__TO DO__. Arrange the items below as a JSON list of strings, with each line of text as its own string and any blank lines left out.
▼
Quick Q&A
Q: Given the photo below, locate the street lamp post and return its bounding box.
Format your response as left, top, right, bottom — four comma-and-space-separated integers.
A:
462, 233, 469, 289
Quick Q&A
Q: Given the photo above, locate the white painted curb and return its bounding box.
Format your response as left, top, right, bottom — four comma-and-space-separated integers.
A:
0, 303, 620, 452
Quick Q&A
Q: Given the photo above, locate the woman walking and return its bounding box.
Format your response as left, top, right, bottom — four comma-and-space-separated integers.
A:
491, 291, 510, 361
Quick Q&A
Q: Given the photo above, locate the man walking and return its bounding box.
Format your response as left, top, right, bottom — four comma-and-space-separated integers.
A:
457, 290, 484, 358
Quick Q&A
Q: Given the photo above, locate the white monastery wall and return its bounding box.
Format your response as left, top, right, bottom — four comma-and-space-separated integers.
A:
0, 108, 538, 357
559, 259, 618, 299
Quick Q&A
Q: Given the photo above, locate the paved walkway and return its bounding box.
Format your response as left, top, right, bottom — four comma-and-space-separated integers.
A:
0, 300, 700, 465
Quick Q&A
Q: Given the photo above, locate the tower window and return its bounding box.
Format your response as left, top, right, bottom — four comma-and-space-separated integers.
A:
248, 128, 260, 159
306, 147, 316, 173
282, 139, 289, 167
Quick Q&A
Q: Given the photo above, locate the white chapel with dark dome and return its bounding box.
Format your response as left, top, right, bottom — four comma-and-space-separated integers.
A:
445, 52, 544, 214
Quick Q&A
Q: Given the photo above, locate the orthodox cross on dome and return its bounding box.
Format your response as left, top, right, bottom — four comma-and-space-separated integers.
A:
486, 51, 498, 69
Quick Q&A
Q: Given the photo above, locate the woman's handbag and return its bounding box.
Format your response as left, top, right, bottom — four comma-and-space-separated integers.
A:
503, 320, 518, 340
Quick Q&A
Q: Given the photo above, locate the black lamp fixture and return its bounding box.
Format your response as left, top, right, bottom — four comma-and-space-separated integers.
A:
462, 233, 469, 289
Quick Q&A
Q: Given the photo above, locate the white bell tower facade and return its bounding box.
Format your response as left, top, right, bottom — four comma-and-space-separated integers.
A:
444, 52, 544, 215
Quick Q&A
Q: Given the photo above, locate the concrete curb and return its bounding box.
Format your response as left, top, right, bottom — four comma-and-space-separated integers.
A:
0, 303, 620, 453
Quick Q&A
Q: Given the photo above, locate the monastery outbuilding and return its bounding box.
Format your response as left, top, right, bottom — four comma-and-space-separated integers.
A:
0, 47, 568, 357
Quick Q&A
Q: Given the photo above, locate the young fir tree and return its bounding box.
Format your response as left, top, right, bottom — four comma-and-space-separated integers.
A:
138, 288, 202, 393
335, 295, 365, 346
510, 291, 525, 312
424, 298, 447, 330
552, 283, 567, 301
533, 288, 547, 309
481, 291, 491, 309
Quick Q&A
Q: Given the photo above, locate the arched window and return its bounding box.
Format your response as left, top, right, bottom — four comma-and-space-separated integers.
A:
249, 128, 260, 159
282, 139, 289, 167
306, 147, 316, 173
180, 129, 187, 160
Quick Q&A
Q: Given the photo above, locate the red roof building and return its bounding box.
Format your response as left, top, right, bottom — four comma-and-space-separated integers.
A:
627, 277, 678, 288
▲
__TASK OUTPUT__.
[
  "Quick Q&A",
  "Q: Given the photo below, locate the street lamp post and return its bounding box.",
  "Format your response as left, top, right, bottom — four comma-and-space-separated integers.",
  "A:",
  "462, 233, 469, 289",
  "Quick Q&A",
  "Q: Given the photo above, locate the white painted curb and return its bounding box.",
  "Format your response as left, top, right, bottom — four comma-and-space-separated integers.",
  "A:",
  "0, 303, 620, 452",
  "Quick Q&A",
  "Q: Given the photo above, locate the woman walking and return its bounding box.",
  "Format your response as left, top, right, bottom — four comma-and-space-separated integers.",
  "A:",
  "491, 291, 510, 361",
  "Quick Q&A",
  "Q: Given the photo above, locate the man walking and return its bounding box.",
  "Format your response as left, top, right, bottom — four comma-and-space-separated integers.",
  "A:",
  "457, 290, 484, 358",
  "Quick Q&A",
  "Q: Given the photo above, locate the white monastery wall and return its bounding box.",
  "Format your response as left, top, right, bottom — four comma-and-space-separated integers.",
  "A:",
  "0, 108, 538, 357",
  "559, 259, 618, 299",
  "Quick Q&A",
  "Q: Given the photo above, locate the paved walkway and return its bounding box.",
  "Format your response as left, top, right, bottom — four comma-and-space-separated integers.",
  "A:",
  "0, 300, 700, 465",
  "Quick Q&A",
  "Q: Given the photo above, locate the tower window and return its bounding box.",
  "Format your response as left, top, right, bottom — four comma-and-space-separated integers.",
  "A:",
  "248, 128, 260, 159",
  "306, 147, 316, 173",
  "282, 139, 289, 167",
  "Quick Q&A",
  "Q: Given the photo above, locate the white chapel with dark dome and return its bounding box.",
  "Format your response as left, top, right, bottom — four comma-and-space-separated integers.",
  "A:",
  "445, 52, 544, 214",
  "Quick Q&A",
  "Q: Given the photo above, locate the orthodox cross on dome and return its bounding box.",
  "Format your response as left, top, right, bottom — four comma-and-space-separated integers.",
  "A:",
  "486, 51, 498, 69",
  "Quick Q&A",
  "Q: Given the photo above, locate the woman's handbag and return its bounding box.",
  "Format your response as left, top, right, bottom — four comma-and-space-separated integers.",
  "A:",
  "503, 320, 518, 340",
  "Quick Q&A",
  "Q: Given the photo above, locate the black lamp fixture and return its bounding box.",
  "Format your response as left, top, right, bottom — four comma-and-space-separated integers.",
  "A:",
  "462, 233, 469, 289",
  "Quick Q&A",
  "Q: Given the photo above, locate the white bell tower facade and return its bounding box.",
  "Format your response as left, top, right, bottom — four comma-and-space-separated integers.",
  "A:",
  "444, 52, 544, 215",
  "Quick Q&A",
  "Q: Given the photo above, locate the concrete curb and return its bounding box.",
  "Format your response as left, top, right, bottom — four comma-and-space-separated integers.",
  "A:",
  "0, 303, 620, 453",
  "Quick Q&A",
  "Q: Given the photo above, locate the monastery outbuilding and return its bounding box.",
  "Format your response as left, top, right, bottom — four comma-and-space-separated integers.",
  "A:",
  "0, 47, 568, 357",
  "Quick Q&A",
  "Q: Given the photo above, locate the young fir tree and return its bounding box.",
  "Format your response as left, top, right, bottom — four comma-and-space-separated integers.",
  "A:",
  "138, 288, 202, 393",
  "335, 295, 365, 346",
  "510, 291, 525, 312",
  "424, 298, 447, 330",
  "552, 283, 567, 301",
  "533, 288, 547, 309",
  "481, 291, 491, 309",
  "Quick Q&A",
  "Q: Given the photo above, locate the arched window and return its bounding box.",
  "Format your response as left, top, right, bottom — four comma-and-space-separated integers.",
  "A:",
  "249, 128, 260, 159",
  "282, 139, 289, 167",
  "306, 147, 316, 173",
  "180, 129, 187, 160",
  "Quick Q&A",
  "Q: Given the photo above, locate the red roof building and return its bounding box.",
  "Format your response as left, top, right, bottom — four comma-and-space-separated integers.",
  "A:",
  "627, 277, 678, 288"
]